What this task involves
Exact reproduction of the data is required, with images excluded.

==== Records for the task ====

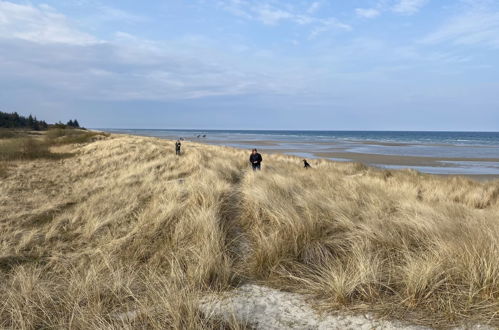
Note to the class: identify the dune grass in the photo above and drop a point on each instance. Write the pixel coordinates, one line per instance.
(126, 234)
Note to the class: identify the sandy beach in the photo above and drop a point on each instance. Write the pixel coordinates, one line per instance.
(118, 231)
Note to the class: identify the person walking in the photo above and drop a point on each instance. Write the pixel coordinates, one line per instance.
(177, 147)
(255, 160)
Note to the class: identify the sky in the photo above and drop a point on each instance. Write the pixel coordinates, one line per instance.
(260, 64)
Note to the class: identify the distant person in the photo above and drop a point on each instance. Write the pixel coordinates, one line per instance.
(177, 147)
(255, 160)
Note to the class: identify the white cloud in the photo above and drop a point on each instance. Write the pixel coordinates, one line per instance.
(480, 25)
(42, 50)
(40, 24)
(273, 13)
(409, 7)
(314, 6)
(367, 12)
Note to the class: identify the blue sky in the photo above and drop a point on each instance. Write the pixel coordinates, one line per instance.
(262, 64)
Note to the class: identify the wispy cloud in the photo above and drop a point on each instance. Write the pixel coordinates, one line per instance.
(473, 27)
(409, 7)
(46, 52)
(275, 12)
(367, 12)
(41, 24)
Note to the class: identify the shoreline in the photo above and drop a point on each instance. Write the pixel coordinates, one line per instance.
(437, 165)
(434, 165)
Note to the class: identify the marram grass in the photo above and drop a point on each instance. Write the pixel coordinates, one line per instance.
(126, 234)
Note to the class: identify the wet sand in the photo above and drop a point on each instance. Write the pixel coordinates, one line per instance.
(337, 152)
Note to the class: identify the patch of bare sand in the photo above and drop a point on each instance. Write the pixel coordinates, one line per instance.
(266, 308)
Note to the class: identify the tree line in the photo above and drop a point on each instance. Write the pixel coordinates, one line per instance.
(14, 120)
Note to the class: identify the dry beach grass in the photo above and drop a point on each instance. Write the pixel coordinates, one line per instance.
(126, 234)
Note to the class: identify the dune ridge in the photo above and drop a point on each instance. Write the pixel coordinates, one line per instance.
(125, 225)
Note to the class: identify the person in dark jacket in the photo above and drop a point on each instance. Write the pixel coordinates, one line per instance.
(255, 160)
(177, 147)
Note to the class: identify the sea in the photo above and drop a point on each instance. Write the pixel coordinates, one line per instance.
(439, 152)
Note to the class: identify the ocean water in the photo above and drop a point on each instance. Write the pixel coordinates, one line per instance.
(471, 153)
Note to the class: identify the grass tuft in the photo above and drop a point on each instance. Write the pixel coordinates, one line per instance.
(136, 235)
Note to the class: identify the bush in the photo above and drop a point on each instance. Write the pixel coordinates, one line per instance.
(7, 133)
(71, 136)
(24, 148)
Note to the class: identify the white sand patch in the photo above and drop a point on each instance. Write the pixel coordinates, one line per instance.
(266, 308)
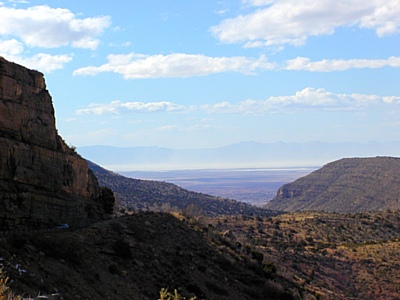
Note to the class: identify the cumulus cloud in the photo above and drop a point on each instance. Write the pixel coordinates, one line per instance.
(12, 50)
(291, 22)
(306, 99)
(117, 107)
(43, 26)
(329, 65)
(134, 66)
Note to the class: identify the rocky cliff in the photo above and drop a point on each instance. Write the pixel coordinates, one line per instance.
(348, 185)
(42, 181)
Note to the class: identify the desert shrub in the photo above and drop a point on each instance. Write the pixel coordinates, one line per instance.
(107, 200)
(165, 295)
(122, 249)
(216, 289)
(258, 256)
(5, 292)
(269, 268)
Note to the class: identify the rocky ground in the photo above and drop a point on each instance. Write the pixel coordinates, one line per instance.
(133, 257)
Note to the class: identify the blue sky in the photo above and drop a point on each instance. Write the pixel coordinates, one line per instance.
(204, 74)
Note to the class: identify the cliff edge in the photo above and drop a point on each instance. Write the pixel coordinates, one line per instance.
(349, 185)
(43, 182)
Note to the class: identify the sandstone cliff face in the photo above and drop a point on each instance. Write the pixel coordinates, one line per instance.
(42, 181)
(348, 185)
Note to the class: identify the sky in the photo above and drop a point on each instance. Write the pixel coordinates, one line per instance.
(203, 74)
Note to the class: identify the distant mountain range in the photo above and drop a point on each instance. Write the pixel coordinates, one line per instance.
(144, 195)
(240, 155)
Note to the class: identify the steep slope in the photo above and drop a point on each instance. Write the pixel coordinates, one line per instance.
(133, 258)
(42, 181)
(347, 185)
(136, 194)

====

Answer below
Note to the class: identify the dune grass in the photo above and drop a point on each instance. Write the pixel coordinates, one line per instance.
(126, 234)
Note to the class: identify the sandy beach in the photo above and drop a point on each instance. Write the pixel coordinates, one line per instance.
(118, 231)
Note to the class: identify the person walking in the photo above and drop a point on each instance. Write the pixel coordinates, one line per instance.
(177, 147)
(255, 160)
Note to the class: identify the sky in the photo above and drop a point on each instance. Write the pixel coordinates, one line per instance.
(260, 64)
Note to the class: identify the distant person in the photo above and drop a point on each instance. Write the pixel coordinates, one line per instance.
(177, 147)
(255, 160)
Note to the class: identify the white cloud in the photo above and drop a point on each instance. Write the pixel coordinates, one line per instance.
(480, 25)
(42, 50)
(40, 24)
(273, 13)
(409, 7)
(314, 6)
(367, 12)
Note to the class: identify the blue sky in the photo above and drop a point on each instance. Write the pixel coordinates, one line per instance.
(262, 64)
Note to the class: identify the wispy cloud in the photo above and drop a point on each instance. Write the pixel coordinates, one line per instance.
(473, 27)
(409, 7)
(46, 52)
(275, 12)
(367, 12)
(41, 24)
Note to the class: identify the shoreline in the photo above and drop a point on each instance. Write the pixel coordinates, one line per instance.
(437, 165)
(434, 165)
Note to the class: identify the marram grass in the photo above and drop a point on each instance. Write the pixel coordinates, one line per instance.
(126, 234)
Note to the class: identify the wet sand in the photo above and drop a point on each instance. Write the pixel coordinates, one line per instance.
(337, 152)
Note to the class: identify the patch of bare sand in the photo above and drop a point on each instance. Write the pixel coordinates, one line per instance.
(266, 308)
Note to the class: identify the tree line in the photo above and drop a point on each instance. Write the pixel coordinates, one line per instance.
(14, 120)
Note to the class: identify the dry beach grass in the photo above and drop a point on each instance. Write the pixel coordinates, one line per instance.
(126, 234)
Note to the class: identify the dune ridge in the photo above and drop a point on each instance. Write the pixel coordinates, one line per instance.
(125, 225)
Note to the class: identify the person in dark jacket in the photo above and drop a point on each instance. Write the pixel coordinates, one line per instance.
(255, 160)
(177, 147)
Note to the class: identify the sea in the photo above and drop a point on each instance. Write the pixel coordinates, one line per instance.
(439, 152)
Note to the class: identify the ocean water in the photo above and drop a point on each instance. Write the pixel coordinates, one line per instance.
(471, 153)
Note to the class: identify the grass tuft in the photo above and drop a point on each instance. Write the pixel coordinates, one line per instance.
(136, 235)
Note to the class: identify the bush in the photo above and drop a point on each instance. Write the pixel coordinates, one line per instance.
(7, 133)
(71, 136)
(24, 148)
Note to the class: identify the white sand patch in the photo above and drop a point on each instance. Write the pixel coordinates, one line per instance.
(266, 308)
Note to the class: identify the cumulus cloud in the photo above and drop a point on each instance. Write the pixel coordinates, one line per instance.
(12, 50)
(291, 22)
(306, 99)
(117, 107)
(43, 26)
(329, 65)
(134, 66)
Note to the class: identify the rocky cliff in the photo above and drop a point on each instance. Write the pixel coordinates, one line per instance.
(348, 185)
(42, 181)
Note to the class: identify the desert shrub in the photo above and drop a point on each instance. Write the pixel coordinates, one line per instance.
(107, 200)
(165, 295)
(122, 249)
(216, 289)
(258, 256)
(5, 292)
(269, 268)
Note to the class: identify the rocky ground in the photo above and drop a point on each instance. Write the pixel coordinates, one line per instance.
(133, 257)
Note to the class: identify the blue sky in the photo above and drop a point on each instance. Write the pixel coordinates, one line per instance.
(204, 74)
Note to the class: identify the cliff edge in the photo above and drop a point on each instance. Write the pixel coordinates, one line per instance.
(349, 185)
(43, 182)
Note to the class: identify the sandstone cliff face in the photo above and drop a point on each instance. Write the pixel coordinates, one line per instance.
(42, 181)
(348, 185)
Note to the class: identify the sky in the photo above and drop a point on each instance. Write the pixel coordinates, one line per instance.
(203, 74)
Note to the class: identify the distant mountain range in the photo above and drop a point on each instance. Write the pixel coordinates, one line per instance.
(144, 195)
(240, 155)
Note to the class: identify the steep slope in the photo above and drop a point on each instance. Write the pixel coordinates, one line per instance.
(133, 258)
(42, 181)
(347, 185)
(136, 194)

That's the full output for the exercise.